:: What is expected ::
Exactly reproduce each record listed below.
┌──
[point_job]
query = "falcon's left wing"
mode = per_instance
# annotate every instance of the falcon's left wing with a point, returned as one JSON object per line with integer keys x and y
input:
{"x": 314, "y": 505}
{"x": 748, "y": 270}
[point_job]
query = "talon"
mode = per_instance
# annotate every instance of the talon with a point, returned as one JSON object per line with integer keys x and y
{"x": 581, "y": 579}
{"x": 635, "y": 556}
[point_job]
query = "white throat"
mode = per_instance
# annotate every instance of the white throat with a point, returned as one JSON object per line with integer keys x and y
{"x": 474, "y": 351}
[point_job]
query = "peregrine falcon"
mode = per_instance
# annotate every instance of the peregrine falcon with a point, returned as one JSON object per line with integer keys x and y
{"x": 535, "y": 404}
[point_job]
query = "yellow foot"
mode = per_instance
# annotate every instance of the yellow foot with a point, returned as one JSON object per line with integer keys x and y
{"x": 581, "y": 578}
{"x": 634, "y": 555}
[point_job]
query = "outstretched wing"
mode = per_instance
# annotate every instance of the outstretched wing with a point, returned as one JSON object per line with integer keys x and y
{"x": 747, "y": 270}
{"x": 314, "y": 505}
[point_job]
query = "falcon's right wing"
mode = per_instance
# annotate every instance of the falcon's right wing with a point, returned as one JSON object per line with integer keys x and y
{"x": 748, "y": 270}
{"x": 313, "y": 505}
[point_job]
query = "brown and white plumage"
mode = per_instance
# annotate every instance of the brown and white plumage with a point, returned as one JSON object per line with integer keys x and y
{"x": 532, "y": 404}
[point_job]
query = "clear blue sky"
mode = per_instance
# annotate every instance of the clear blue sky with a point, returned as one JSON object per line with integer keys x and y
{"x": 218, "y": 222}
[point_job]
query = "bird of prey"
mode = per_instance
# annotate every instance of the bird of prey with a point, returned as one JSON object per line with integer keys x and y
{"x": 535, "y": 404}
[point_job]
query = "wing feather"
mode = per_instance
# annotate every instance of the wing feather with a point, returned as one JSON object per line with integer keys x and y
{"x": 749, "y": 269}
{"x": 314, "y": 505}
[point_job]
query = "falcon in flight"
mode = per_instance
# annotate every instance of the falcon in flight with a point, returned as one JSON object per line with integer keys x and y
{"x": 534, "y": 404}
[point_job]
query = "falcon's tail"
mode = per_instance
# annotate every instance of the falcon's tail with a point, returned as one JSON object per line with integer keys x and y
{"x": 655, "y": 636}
└──
:: The output ::
[point_job]
query = "falcon's left wing"
mode = per_instance
# annotate every instance of the falcon's left wing with a point, returned as one JSON object per line with integer keys x and y
input:
{"x": 314, "y": 505}
{"x": 748, "y": 270}
[point_job]
query = "talon"
mode = per_instance
# annotate every instance of the talon with a point, returned as one JSON object per line with integer keys x and y
{"x": 581, "y": 579}
{"x": 635, "y": 556}
[point_job]
query = "white throat"
mode = per_instance
# annotate every instance of the white throat with a point, returned as one JSON object per line with integer keys x and y
{"x": 474, "y": 351}
[point_job]
query = "peregrine falcon"
mode = per_instance
# annotate every instance of the peregrine falcon with a point, returned as one JSON object per line with integer keys x and y
{"x": 535, "y": 404}
[point_job]
query = "yellow foot"
mode = per_instance
# annotate every instance of the yellow foot with a point, returned as one JSON object per line with integer keys x and y
{"x": 581, "y": 578}
{"x": 634, "y": 555}
[point_job]
query = "outstretched wing"
mode = per_instance
# annotate every instance of the outstretched wing with a point, returned as one JSON object per line with integer keys x and y
{"x": 747, "y": 270}
{"x": 314, "y": 505}
[point_job]
query = "falcon's right wing"
mode = per_instance
# annotate every instance of the falcon's right wing with a point, returned as one JSON object per line with integer keys x and y
{"x": 748, "y": 270}
{"x": 313, "y": 505}
[point_job]
query = "brown and white plumage"
mode = per_instance
# annotate every instance of the brown and white plumage with a point, returned as one JSON object per line with integer keys x and y
{"x": 532, "y": 404}
[point_job]
query = "clear blue sky"
mode = per_instance
# annotate every instance of the clear blue sky with a point, returned as one JSON object per line with integer keys x and y
{"x": 218, "y": 222}
[point_job]
query = "bird of prey"
mode = per_instance
# annotate every instance of the bird of prey with a point, returned as one JSON object per line with integer keys x and y
{"x": 535, "y": 404}
[point_job]
query = "wing feather"
mode = per_instance
# annotate every instance of the wing feather with a point, returned as one JSON object per line with integer keys x and y
{"x": 749, "y": 269}
{"x": 314, "y": 505}
[point_job]
query = "falcon in flight"
mode = per_instance
# annotate every instance of the falcon in flight with a point, returned as one JSON object per line with integer keys x and y
{"x": 534, "y": 404}
[point_job]
query = "falcon's tail"
mode = per_instance
# annotate every instance of the falcon's tail with a point, returned as one JSON object per line with integer keys x and y
{"x": 655, "y": 636}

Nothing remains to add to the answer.